Mettre l’écriture et la réécriture au cœur des stratégies d’apprentissage : une utopie pédagogique ? Plutôt une exigence, que rappelle un récent ouvrage de François Le Goff et de Véronique Larrivé. Et une modalité de travail, qu’éclaire le projet « Utopia » mené en 5ème par Laïla Methnani au collège Jean Lachenal à Faverges (Haute-Savoie). Les élèves ont dessiné des cartes de mondes imaginaires, puis les ont explorées en rédigeant le journal de bord d’un explorateur. La séquence est scénarisée de façon à accueillir activités de langue, étude de textes, découverte de vidéos, lecture d’un roman d’aventures. Le dispositif favorise aussi différenciation et lien école-maison. Et il interroge les professeur.es de français à tous les niveaux : « Comment espérer qu’un élève puisse émettre des observations sur les procédés littéraires à l’œuvre dans les textes s’il n’a pas eu l’opportunité de les éprouver de sa plume ? Plus prosaïquement, comment espérer devenir maçon sans se mettre au pied du mur ? »
Dans quel cadre avez-vous mené cette séquence « Utopia » ?
Proposée en 5ème, la séquence « Utopia » ouvre une réflexion en lien avec les grandes découvertes que les élèves ont abordées à travers l’étude d’un corpus autour du « Livre des Merveilles » de Marco Polo. Elle précède l’étude d’une Robinsonnade : « Vendredi ou La vie Sauvage » de Michel Tournier, étudiée en œuvre intégrale ouvrant ainsi les champs d’études de l’aventure et de l’altérité à travers le motif de la cartographie.

■ CONSIGNE: Rédigez la suite du texte sur le projet « Utopia » à partir de sa dernière phrase.

■ DONNÉES FOURNIES:
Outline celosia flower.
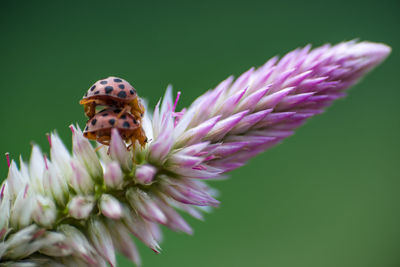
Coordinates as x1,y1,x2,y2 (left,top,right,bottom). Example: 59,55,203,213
0,41,390,267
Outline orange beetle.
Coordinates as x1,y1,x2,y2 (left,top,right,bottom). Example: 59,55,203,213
79,77,144,120
83,108,147,147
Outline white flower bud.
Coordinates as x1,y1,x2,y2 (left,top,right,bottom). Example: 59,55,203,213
32,195,57,227
110,128,132,171
100,194,123,220
68,196,94,219
104,162,124,189
135,164,157,185
89,219,117,267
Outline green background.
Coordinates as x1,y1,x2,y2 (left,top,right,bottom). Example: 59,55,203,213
0,0,400,267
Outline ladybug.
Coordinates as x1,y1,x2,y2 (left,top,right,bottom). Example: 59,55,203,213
79,77,144,119
83,108,147,147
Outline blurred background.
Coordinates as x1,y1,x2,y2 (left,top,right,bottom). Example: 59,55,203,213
0,0,400,267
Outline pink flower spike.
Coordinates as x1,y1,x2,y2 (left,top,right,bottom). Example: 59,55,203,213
0,183,6,200
46,133,51,148
172,91,181,112
6,152,11,168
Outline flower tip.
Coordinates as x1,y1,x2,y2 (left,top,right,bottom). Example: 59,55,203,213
69,124,75,134
46,133,51,148
6,152,11,168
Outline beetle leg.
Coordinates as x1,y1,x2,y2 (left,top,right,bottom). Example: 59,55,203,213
117,106,129,119
130,98,145,118
83,101,96,119
96,135,111,146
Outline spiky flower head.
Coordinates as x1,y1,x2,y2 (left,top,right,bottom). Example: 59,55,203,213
0,41,390,266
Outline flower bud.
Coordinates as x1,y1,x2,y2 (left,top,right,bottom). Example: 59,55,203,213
100,194,122,220
32,195,57,227
135,164,157,185
68,196,94,219
104,162,124,189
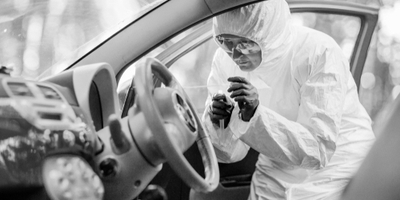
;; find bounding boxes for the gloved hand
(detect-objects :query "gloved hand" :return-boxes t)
[228,76,260,122]
[208,93,234,129]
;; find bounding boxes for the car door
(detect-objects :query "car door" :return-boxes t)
[121,1,378,199]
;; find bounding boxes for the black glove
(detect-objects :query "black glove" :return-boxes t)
[228,76,260,122]
[208,93,234,129]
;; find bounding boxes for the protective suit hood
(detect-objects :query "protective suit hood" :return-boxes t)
[213,0,293,71]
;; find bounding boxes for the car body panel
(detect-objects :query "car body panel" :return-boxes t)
[22,0,378,199]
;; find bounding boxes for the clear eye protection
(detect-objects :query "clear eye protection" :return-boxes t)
[215,35,261,54]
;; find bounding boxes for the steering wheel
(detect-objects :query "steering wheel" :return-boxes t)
[134,58,219,192]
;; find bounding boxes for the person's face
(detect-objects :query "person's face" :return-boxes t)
[215,34,262,71]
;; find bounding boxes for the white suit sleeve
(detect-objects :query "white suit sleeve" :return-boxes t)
[231,48,349,169]
[202,51,249,163]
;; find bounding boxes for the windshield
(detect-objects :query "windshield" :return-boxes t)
[0,0,165,79]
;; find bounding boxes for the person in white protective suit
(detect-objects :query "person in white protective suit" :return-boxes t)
[202,0,375,200]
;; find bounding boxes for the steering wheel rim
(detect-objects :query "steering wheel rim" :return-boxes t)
[134,58,219,192]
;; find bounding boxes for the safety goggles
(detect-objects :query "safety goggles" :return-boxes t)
[215,35,261,54]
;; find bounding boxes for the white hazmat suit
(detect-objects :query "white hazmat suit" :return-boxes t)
[203,0,375,200]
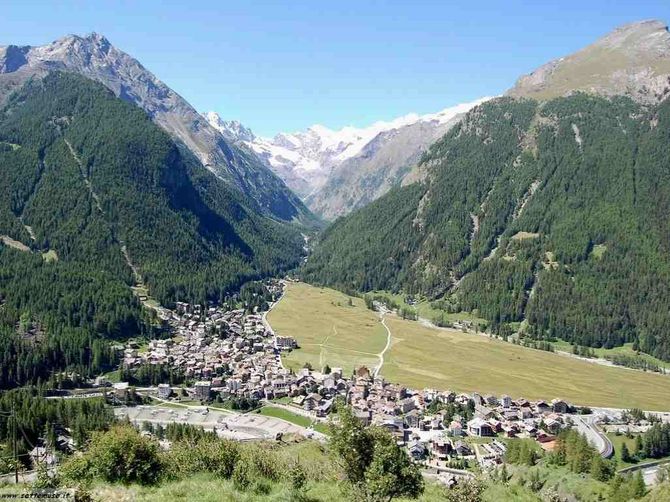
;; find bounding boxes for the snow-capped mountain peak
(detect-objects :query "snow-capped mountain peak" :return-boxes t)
[203,98,490,198]
[202,112,256,141]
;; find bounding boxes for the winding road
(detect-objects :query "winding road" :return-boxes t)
[571,415,614,458]
[373,311,391,378]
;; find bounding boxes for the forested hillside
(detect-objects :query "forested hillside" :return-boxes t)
[304,94,670,360]
[0,73,302,387]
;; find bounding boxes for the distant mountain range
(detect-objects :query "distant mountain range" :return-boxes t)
[303,21,670,360]
[0,33,311,221]
[204,98,488,219]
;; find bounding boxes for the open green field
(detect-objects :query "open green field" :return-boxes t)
[381,318,670,410]
[372,291,487,325]
[257,405,328,434]
[268,283,386,373]
[258,406,312,427]
[552,340,670,370]
[268,284,670,410]
[607,433,670,469]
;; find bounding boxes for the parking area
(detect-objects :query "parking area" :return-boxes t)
[114,406,313,441]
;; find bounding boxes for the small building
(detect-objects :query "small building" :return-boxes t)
[408,441,428,460]
[356,366,370,378]
[468,418,495,437]
[277,336,298,350]
[354,410,372,427]
[193,380,212,401]
[113,382,130,399]
[551,399,570,413]
[158,383,172,399]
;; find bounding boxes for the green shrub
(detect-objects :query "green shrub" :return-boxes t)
[63,425,163,484]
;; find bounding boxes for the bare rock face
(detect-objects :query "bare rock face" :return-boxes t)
[507,20,670,103]
[0,33,308,220]
[204,98,488,220]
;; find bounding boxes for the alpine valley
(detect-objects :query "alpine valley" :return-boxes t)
[304,21,670,360]
[0,13,670,502]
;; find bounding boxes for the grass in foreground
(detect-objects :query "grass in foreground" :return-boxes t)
[269,284,670,410]
[268,283,386,373]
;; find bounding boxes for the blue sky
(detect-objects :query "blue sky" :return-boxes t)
[0,0,670,135]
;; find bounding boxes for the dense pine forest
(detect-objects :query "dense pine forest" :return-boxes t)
[0,73,302,388]
[303,94,670,360]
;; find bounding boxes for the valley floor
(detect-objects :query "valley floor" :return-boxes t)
[268,283,670,411]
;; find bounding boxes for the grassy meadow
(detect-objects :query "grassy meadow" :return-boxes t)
[268,283,386,373]
[268,283,670,410]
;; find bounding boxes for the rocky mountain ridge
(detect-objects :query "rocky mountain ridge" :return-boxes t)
[203,98,489,219]
[507,20,670,103]
[0,33,309,221]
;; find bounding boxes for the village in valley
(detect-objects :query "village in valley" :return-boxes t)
[80,280,670,484]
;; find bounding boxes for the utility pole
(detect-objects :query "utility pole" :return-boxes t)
[12,406,19,485]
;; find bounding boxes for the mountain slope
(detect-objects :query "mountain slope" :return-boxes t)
[0,33,311,221]
[304,94,670,360]
[0,73,302,302]
[508,20,670,103]
[204,98,487,219]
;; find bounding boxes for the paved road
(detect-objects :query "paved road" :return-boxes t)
[570,415,614,458]
[373,311,391,378]
[114,405,325,441]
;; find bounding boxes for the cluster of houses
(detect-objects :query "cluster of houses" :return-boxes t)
[328,368,571,467]
[115,284,588,467]
[123,288,306,401]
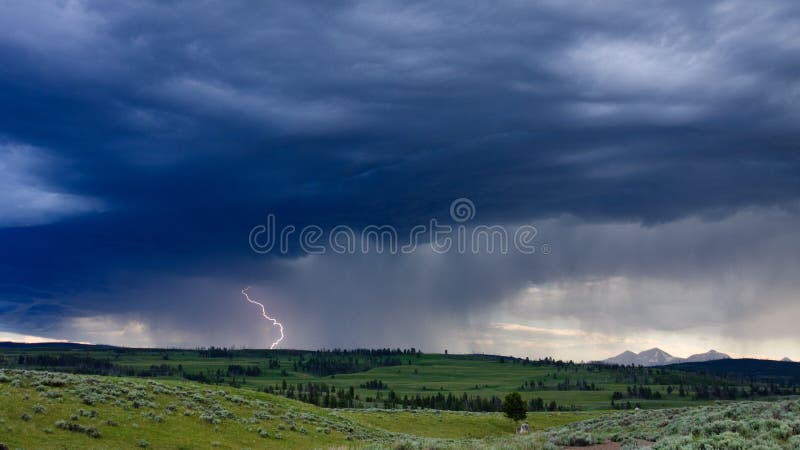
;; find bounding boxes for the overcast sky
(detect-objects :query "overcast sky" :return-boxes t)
[0,0,800,360]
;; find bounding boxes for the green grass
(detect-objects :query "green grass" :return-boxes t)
[0,369,800,450]
[336,410,604,439]
[0,349,718,410]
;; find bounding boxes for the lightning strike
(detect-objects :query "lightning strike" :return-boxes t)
[242,286,283,350]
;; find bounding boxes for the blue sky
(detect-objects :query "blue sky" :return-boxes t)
[0,1,800,359]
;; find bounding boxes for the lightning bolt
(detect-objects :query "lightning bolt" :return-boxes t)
[242,286,283,350]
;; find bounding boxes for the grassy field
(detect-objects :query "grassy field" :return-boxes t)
[0,369,800,450]
[0,370,597,449]
[336,410,604,439]
[0,348,744,410]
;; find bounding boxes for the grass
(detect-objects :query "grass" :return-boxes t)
[0,348,736,410]
[336,409,604,439]
[0,371,396,449]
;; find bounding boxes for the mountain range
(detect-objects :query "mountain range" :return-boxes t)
[600,348,731,367]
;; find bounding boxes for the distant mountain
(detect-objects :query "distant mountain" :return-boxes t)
[600,348,730,367]
[669,358,800,384]
[681,349,731,362]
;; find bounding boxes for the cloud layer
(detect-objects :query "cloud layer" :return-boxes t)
[0,1,800,359]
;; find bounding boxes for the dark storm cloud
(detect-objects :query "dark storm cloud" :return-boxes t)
[0,2,800,352]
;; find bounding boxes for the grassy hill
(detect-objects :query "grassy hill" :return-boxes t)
[668,358,800,385]
[0,346,788,411]
[0,369,800,450]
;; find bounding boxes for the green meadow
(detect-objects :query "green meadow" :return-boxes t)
[0,348,744,411]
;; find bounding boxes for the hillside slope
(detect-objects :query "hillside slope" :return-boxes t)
[0,370,401,449]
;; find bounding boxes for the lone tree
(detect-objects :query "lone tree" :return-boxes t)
[503,392,528,433]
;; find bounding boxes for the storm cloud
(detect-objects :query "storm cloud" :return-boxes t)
[0,1,800,359]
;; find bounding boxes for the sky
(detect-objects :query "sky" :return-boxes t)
[0,0,800,360]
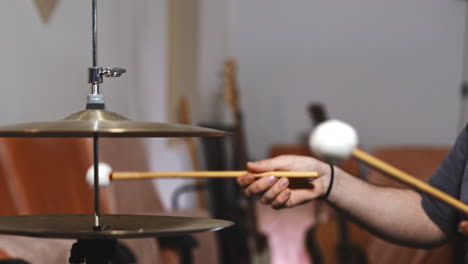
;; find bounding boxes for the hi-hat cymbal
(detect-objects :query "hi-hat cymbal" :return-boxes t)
[0,214,234,239]
[0,109,229,137]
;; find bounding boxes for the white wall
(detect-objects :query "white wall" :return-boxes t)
[230,0,465,158]
[0,0,191,210]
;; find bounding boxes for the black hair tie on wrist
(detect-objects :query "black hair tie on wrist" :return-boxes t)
[319,163,335,200]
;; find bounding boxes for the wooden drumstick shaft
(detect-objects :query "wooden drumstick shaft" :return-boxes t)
[352,148,468,214]
[110,171,319,180]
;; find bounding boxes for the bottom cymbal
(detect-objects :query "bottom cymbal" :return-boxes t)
[0,214,234,239]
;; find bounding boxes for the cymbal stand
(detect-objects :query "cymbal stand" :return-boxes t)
[86,0,126,231]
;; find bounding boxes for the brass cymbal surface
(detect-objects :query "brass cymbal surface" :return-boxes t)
[0,110,229,137]
[0,214,234,239]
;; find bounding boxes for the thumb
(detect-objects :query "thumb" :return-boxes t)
[247,156,293,172]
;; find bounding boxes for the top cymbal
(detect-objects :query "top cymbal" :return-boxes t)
[0,214,234,239]
[0,109,229,137]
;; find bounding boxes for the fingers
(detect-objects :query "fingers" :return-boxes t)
[260,177,289,204]
[236,173,255,188]
[271,188,292,209]
[271,185,320,209]
[244,175,277,196]
[458,221,468,236]
[247,156,294,172]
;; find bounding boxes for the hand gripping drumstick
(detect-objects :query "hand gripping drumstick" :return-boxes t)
[86,163,319,186]
[309,120,468,214]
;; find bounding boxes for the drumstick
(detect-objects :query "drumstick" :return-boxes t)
[309,120,468,214]
[86,163,319,186]
[109,171,318,180]
[352,148,468,214]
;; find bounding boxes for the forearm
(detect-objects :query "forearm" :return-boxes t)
[328,169,445,246]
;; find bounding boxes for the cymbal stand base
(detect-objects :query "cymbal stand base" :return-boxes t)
[68,239,117,264]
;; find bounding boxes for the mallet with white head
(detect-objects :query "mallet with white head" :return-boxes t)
[309,120,468,214]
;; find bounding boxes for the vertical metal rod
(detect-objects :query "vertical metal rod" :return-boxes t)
[93,134,101,231]
[92,0,97,67]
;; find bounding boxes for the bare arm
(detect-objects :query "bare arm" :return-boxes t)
[328,168,446,247]
[238,156,446,247]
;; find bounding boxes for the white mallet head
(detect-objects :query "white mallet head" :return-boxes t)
[309,120,358,161]
[86,162,112,187]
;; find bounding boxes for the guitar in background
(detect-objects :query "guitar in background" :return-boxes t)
[224,58,270,264]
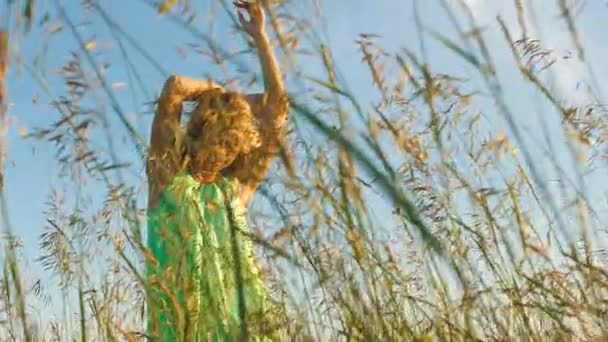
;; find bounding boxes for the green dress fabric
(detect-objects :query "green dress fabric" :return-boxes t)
[147,173,282,341]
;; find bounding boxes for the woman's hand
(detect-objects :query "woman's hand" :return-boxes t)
[233,0,266,39]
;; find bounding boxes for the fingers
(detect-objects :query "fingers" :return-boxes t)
[233,0,250,9]
[236,11,247,26]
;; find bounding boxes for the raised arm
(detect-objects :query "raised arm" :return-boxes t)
[233,0,289,204]
[146,75,220,208]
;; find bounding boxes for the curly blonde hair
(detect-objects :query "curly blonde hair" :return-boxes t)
[186,90,261,183]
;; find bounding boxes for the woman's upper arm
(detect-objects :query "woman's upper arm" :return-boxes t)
[231,94,288,205]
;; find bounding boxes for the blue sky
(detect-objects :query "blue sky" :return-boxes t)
[0,0,608,328]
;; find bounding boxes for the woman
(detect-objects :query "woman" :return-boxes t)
[147,1,288,341]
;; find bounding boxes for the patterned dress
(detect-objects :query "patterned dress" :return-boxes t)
[147,173,283,341]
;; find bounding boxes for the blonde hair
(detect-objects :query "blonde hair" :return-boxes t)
[186,90,261,182]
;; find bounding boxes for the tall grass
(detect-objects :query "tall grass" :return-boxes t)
[0,0,608,341]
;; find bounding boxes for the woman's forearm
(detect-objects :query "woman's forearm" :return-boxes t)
[254,31,287,126]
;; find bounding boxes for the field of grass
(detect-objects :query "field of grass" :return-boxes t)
[0,0,608,341]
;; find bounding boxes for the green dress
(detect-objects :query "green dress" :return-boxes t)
[147,173,282,341]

■ RÉPONSE ATTENDUE:
La problématique de cette séquence porte sur le rôle de « muse » que peut remplir la fréquentation des textes littéraires pour les élèves : dans quelle mesure les récits des grandes découvertes peuvent-ils nourrir l’imagination lors de l’écriture d’une utopie ? Il s’agit de toucher du doigt la vision de Thomas More d’où le titre du projet « Utopia » pour inviter les élèves à réfléchir à ce que serait un pays idéal tout en postulant que ce monde appartenait par essence à un imaginaire. Les élèves, en binôme, à partir d’une carte « Utopia », choisie parmi plusieurs autres cartes, doivent écrire le journal de bord d’un aventurier qui serait en quête d’un monde idéal, une sorte d’ « Eldorado » humaniste.
Quelles compétences cherchiez-vous à travailler ?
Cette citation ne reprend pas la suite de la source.